■ RECORDS SUPPLIED ■
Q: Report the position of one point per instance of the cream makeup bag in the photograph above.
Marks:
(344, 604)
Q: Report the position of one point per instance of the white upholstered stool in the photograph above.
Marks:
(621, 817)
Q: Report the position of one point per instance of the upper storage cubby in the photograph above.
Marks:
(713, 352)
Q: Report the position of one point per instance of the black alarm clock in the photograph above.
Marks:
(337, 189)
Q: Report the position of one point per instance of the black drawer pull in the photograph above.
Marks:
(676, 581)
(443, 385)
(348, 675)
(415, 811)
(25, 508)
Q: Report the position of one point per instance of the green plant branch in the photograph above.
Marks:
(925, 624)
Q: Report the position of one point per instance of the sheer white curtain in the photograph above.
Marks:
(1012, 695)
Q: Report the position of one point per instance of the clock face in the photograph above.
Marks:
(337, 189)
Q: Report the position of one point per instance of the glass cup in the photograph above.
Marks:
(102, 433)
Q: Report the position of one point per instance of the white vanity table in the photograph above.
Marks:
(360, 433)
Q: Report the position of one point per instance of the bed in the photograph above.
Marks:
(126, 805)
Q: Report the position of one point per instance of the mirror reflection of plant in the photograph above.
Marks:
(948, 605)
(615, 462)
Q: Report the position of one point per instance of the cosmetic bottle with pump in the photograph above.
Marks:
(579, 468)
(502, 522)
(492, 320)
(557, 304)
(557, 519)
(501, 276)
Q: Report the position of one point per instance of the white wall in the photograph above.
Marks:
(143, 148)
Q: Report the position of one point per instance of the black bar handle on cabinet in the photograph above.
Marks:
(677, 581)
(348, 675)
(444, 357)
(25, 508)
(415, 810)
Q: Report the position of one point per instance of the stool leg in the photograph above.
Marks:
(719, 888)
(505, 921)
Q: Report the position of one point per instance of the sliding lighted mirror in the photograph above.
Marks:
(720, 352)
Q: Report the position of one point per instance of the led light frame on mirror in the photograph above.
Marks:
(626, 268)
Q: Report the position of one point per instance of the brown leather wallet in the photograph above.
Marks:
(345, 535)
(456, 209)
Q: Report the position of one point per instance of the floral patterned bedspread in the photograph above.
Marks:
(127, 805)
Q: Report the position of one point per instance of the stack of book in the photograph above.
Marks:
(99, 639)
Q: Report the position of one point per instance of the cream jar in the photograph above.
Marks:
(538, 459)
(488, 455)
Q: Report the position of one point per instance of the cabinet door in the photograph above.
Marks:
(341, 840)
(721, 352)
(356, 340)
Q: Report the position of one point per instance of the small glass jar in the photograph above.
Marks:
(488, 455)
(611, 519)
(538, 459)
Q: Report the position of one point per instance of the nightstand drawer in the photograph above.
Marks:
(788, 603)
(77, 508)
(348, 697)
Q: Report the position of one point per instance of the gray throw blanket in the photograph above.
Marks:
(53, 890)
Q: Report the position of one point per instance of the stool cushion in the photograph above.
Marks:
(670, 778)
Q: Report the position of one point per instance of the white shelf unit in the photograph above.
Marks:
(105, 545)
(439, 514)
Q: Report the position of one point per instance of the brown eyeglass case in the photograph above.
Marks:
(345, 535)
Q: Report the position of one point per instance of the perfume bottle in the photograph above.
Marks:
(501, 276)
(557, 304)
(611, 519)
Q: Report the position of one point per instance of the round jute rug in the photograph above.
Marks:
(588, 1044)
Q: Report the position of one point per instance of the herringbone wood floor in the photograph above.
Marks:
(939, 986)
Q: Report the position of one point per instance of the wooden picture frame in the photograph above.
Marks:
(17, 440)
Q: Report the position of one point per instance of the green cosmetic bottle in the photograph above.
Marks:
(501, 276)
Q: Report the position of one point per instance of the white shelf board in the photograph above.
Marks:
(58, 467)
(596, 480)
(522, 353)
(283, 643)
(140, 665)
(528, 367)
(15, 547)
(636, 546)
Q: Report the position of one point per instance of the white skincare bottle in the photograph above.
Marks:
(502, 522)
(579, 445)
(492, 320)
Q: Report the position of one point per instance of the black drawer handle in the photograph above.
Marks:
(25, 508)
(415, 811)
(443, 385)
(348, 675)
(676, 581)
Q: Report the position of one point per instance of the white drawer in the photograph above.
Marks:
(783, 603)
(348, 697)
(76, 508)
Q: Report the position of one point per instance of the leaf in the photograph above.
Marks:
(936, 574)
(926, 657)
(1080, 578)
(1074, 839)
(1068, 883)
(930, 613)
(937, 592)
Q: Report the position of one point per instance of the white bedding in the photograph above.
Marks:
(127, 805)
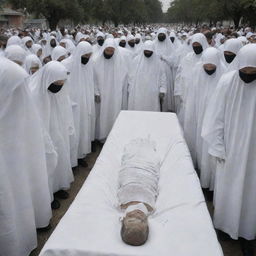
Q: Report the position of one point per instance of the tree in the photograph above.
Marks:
(52, 10)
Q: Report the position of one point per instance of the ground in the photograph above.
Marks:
(230, 248)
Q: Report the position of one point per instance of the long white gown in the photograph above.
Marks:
(55, 111)
(147, 80)
(111, 80)
(184, 75)
(230, 130)
(25, 201)
(81, 90)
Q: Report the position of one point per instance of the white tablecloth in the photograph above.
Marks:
(180, 226)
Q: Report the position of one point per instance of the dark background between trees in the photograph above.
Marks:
(139, 11)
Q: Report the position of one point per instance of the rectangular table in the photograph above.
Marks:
(181, 224)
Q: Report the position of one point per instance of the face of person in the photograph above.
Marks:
(136, 214)
(34, 69)
(63, 44)
(248, 70)
(44, 42)
(135, 228)
(61, 58)
(209, 67)
(29, 44)
(109, 51)
(39, 53)
(18, 62)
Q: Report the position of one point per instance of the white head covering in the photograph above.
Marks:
(15, 53)
(31, 61)
(81, 91)
(100, 34)
(25, 197)
(164, 48)
(69, 45)
(55, 111)
(25, 40)
(233, 45)
(14, 40)
(80, 36)
(247, 56)
(212, 56)
(58, 52)
(49, 48)
(146, 78)
(36, 48)
(201, 39)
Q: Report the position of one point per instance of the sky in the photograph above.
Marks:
(166, 4)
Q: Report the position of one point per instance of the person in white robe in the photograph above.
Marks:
(147, 84)
(185, 71)
(81, 91)
(16, 54)
(59, 53)
(138, 43)
(230, 50)
(122, 41)
(32, 64)
(164, 50)
(37, 50)
(50, 95)
(206, 75)
(229, 128)
(69, 45)
(97, 48)
(25, 202)
(27, 44)
(14, 40)
(111, 81)
(51, 44)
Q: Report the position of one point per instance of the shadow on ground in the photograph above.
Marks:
(230, 248)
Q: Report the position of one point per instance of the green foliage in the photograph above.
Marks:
(212, 11)
(116, 11)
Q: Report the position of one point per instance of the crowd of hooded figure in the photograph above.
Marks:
(62, 91)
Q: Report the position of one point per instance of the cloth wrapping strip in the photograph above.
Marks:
(180, 225)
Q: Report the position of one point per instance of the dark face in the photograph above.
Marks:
(29, 44)
(161, 37)
(100, 40)
(210, 68)
(137, 41)
(248, 70)
(248, 74)
(135, 228)
(229, 56)
(148, 54)
(34, 69)
(109, 52)
(197, 47)
(53, 43)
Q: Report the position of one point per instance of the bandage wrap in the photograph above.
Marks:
(139, 174)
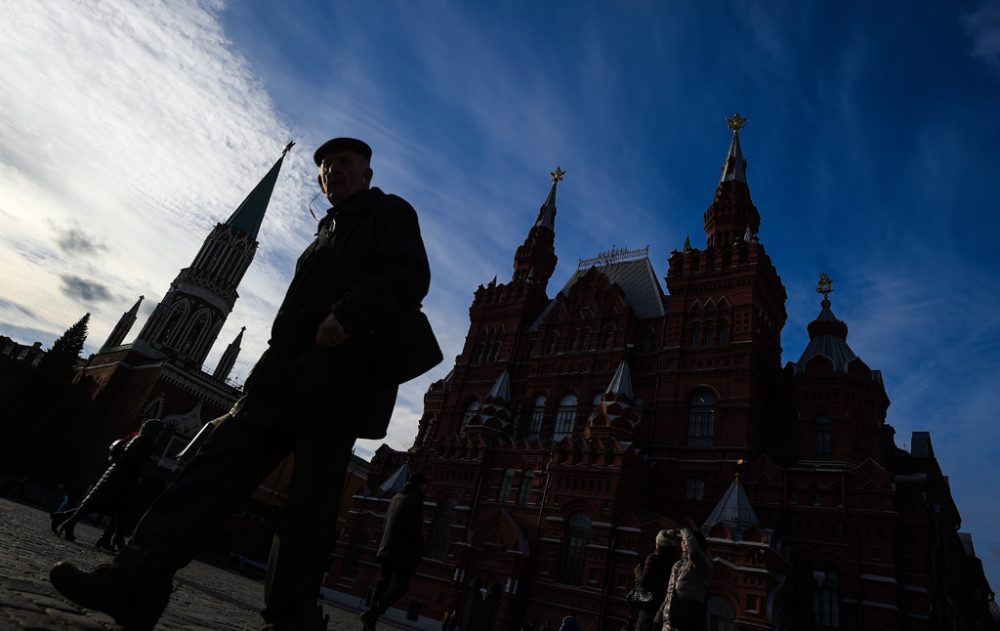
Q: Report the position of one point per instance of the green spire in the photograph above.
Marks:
(249, 215)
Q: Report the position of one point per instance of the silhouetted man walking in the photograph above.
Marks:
(348, 332)
(401, 547)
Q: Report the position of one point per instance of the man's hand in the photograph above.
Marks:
(330, 333)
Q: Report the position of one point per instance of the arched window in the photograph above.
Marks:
(537, 415)
(646, 339)
(826, 600)
(524, 493)
(723, 332)
(721, 615)
(824, 437)
(470, 411)
(353, 555)
(173, 322)
(701, 420)
(430, 421)
(574, 549)
(571, 341)
(695, 333)
(609, 337)
(505, 486)
(565, 418)
(194, 333)
(596, 403)
(552, 343)
(437, 539)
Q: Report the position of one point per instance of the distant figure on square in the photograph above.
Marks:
(348, 332)
(652, 579)
(685, 606)
(126, 457)
(401, 548)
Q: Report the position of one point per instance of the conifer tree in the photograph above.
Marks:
(58, 362)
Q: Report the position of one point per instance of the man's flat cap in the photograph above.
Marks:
(342, 144)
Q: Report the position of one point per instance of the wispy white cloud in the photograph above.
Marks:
(983, 27)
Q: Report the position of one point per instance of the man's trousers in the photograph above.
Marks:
(233, 462)
(385, 596)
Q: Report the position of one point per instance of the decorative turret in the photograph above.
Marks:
(733, 511)
(495, 413)
(122, 328)
(732, 215)
(186, 323)
(536, 259)
(614, 416)
(229, 357)
(827, 335)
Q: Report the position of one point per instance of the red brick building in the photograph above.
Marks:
(571, 429)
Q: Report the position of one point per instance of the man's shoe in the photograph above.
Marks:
(57, 520)
(369, 618)
(134, 604)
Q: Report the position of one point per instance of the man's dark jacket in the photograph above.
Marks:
(402, 544)
(367, 266)
(655, 576)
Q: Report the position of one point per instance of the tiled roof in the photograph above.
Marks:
(636, 278)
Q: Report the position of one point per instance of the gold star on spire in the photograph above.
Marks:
(825, 286)
(736, 122)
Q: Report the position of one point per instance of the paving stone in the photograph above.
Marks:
(206, 597)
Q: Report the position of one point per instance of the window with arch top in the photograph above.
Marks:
(565, 418)
(701, 420)
(537, 416)
(524, 493)
(574, 549)
(824, 437)
(505, 486)
(470, 411)
(437, 540)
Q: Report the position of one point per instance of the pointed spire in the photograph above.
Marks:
(501, 388)
(229, 357)
(735, 167)
(535, 259)
(249, 215)
(621, 383)
(733, 511)
(547, 213)
(732, 211)
(124, 325)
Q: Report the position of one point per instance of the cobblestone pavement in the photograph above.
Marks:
(206, 598)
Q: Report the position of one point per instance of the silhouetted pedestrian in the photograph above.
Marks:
(652, 579)
(401, 547)
(684, 608)
(116, 484)
(348, 332)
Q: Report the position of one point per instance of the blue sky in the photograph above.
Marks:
(126, 132)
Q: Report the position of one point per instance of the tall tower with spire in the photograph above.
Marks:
(732, 216)
(727, 309)
(229, 357)
(186, 323)
(536, 259)
(123, 327)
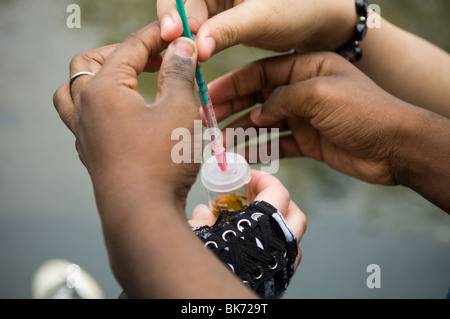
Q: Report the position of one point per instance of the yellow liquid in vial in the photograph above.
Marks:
(232, 202)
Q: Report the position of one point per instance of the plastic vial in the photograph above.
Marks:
(226, 189)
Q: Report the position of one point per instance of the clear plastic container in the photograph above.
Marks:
(226, 190)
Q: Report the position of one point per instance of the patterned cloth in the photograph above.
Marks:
(257, 245)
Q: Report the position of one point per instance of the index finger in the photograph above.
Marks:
(124, 65)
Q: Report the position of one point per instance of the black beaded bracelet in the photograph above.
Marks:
(352, 50)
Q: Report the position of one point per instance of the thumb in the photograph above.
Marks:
(202, 216)
(241, 24)
(176, 76)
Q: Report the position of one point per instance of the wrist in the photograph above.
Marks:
(421, 156)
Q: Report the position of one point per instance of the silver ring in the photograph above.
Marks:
(75, 76)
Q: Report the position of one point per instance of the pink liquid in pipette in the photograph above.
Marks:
(215, 133)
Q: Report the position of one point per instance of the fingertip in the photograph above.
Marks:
(171, 27)
(202, 216)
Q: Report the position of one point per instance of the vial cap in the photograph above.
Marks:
(236, 175)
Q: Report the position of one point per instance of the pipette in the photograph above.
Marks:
(208, 110)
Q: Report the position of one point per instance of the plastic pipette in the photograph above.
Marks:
(205, 100)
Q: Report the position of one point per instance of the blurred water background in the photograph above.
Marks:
(47, 208)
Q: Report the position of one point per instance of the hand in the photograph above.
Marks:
(276, 25)
(122, 140)
(336, 114)
(269, 189)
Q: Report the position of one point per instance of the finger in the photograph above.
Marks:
(64, 106)
(298, 259)
(122, 67)
(301, 99)
(176, 80)
(268, 188)
(89, 61)
(171, 25)
(202, 216)
(296, 220)
(240, 24)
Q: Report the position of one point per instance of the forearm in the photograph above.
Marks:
(422, 156)
(408, 67)
(152, 250)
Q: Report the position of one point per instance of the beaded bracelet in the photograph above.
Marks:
(352, 50)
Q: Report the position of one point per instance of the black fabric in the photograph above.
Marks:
(257, 245)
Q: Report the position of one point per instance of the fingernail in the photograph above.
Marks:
(256, 113)
(184, 48)
(211, 44)
(166, 22)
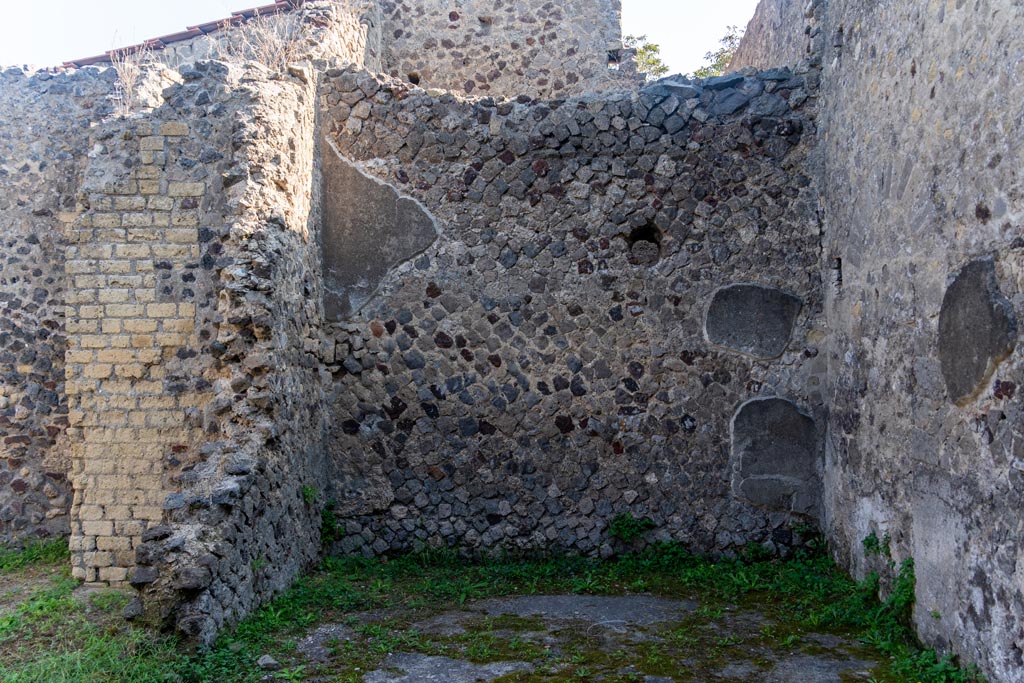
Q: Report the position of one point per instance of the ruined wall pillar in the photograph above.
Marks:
(131, 310)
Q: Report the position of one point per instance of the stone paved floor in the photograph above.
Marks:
(640, 639)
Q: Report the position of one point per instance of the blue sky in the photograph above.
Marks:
(51, 32)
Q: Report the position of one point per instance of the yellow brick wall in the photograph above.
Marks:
(122, 332)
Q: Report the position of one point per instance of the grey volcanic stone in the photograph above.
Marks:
(977, 330)
(369, 229)
(775, 453)
(752, 318)
(404, 668)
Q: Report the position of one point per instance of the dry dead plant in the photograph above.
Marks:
(273, 40)
(128, 67)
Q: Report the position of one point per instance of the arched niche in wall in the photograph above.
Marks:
(775, 457)
(977, 330)
(754, 319)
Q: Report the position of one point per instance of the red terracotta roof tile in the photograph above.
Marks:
(237, 18)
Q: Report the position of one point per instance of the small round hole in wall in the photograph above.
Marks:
(645, 245)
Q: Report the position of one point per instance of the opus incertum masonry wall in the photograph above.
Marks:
(460, 275)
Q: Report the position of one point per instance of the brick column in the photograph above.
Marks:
(126, 318)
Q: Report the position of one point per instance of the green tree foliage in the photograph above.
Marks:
(718, 60)
(648, 56)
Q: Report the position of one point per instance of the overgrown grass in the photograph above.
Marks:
(41, 552)
(61, 638)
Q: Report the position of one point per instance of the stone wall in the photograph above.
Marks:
(195, 388)
(779, 34)
(922, 122)
(531, 359)
(504, 49)
(922, 194)
(342, 32)
(44, 137)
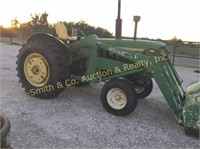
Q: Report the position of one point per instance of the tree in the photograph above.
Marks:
(82, 25)
(15, 23)
(39, 23)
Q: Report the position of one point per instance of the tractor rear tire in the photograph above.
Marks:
(118, 97)
(42, 68)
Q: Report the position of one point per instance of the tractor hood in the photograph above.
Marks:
(132, 45)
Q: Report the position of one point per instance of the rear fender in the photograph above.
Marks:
(54, 39)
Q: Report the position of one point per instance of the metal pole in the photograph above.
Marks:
(136, 19)
(135, 32)
(118, 27)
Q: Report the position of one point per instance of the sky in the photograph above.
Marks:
(162, 19)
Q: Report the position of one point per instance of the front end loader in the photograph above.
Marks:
(48, 64)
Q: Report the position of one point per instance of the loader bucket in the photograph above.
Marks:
(191, 109)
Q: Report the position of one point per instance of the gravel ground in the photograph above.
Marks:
(76, 118)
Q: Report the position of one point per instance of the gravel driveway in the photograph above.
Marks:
(76, 118)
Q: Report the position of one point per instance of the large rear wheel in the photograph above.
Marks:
(118, 97)
(42, 68)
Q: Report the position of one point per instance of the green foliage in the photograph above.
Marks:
(6, 32)
(39, 23)
(82, 25)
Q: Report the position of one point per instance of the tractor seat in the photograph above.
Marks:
(62, 33)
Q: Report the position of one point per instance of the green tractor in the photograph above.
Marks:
(48, 64)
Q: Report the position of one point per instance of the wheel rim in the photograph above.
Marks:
(139, 89)
(116, 98)
(36, 69)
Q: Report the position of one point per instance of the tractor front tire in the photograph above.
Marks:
(42, 68)
(118, 97)
(146, 91)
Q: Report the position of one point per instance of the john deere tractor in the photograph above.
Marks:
(47, 64)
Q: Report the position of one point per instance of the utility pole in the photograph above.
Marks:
(136, 19)
(118, 27)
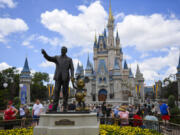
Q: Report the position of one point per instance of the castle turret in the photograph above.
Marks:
(110, 27)
(125, 70)
(117, 41)
(89, 68)
(25, 81)
(140, 82)
(131, 74)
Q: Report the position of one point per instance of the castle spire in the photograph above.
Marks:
(125, 65)
(26, 67)
(110, 12)
(95, 41)
(178, 67)
(95, 38)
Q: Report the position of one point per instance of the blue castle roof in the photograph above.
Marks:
(116, 64)
(89, 65)
(102, 64)
(130, 73)
(101, 37)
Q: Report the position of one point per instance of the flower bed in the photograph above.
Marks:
(104, 130)
(126, 130)
(17, 131)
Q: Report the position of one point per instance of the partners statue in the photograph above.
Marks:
(81, 93)
(64, 64)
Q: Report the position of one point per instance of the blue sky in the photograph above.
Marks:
(149, 32)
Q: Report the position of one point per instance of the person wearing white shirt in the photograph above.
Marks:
(37, 109)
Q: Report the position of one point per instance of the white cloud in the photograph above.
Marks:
(76, 30)
(8, 26)
(144, 55)
(47, 64)
(4, 65)
(7, 3)
(152, 67)
(52, 41)
(127, 57)
(149, 32)
(43, 39)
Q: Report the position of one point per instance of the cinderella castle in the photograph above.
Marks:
(110, 78)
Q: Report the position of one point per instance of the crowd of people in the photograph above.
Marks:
(107, 113)
(24, 112)
(133, 115)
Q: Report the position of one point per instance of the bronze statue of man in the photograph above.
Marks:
(64, 64)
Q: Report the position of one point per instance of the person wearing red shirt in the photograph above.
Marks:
(137, 119)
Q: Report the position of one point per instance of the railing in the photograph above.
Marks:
(159, 126)
(17, 123)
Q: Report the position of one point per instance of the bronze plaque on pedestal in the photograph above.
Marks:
(64, 122)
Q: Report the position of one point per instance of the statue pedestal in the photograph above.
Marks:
(67, 124)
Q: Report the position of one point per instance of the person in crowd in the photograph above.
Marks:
(153, 110)
(151, 122)
(116, 111)
(10, 114)
(137, 119)
(103, 108)
(37, 110)
(124, 116)
(50, 105)
(22, 115)
(165, 114)
(108, 111)
(72, 106)
(145, 110)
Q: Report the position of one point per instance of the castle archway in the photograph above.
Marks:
(102, 95)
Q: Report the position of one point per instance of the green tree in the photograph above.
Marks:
(11, 77)
(38, 89)
(170, 89)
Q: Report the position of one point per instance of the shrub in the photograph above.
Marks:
(126, 130)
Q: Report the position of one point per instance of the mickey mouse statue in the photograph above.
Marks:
(81, 92)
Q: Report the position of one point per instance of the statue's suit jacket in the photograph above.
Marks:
(64, 64)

■ WRITTEN TASK ■
Would you quote, exactly and only, the lines from the one containing "on pedestal in the photograph above." to the end of the entries?

■ REPLY ■
Q: Report the position of one point per instance of the bronze plaque on pedestal in the photograph above.
Marks:
(64, 122)
Q: Report the position of one point per instance of the statue pedestal in the photograph above.
Marks:
(67, 124)
Q: Report the position of one point per instance of the person in crowd in the photograph above.
Marks:
(153, 110)
(151, 122)
(116, 111)
(10, 114)
(137, 119)
(103, 108)
(37, 110)
(124, 116)
(50, 105)
(22, 115)
(165, 114)
(108, 111)
(72, 106)
(145, 110)
Q: Report the position of one point per instance of the castle archway in the photograph above.
Marks:
(102, 95)
Q: Report the position of one point per instance of the green tree in the photograph above.
Marks:
(11, 77)
(38, 89)
(170, 89)
Q: Report the position of one point per instance of the shrub in the photograph above.
Marks:
(126, 130)
Q: Report the position of one point per instance of the mickey mouse statue in the photograph above.
Marks:
(81, 92)
Q: Report the position of one point per instance of the statue's suit jacket in the photograph above.
Marks:
(64, 64)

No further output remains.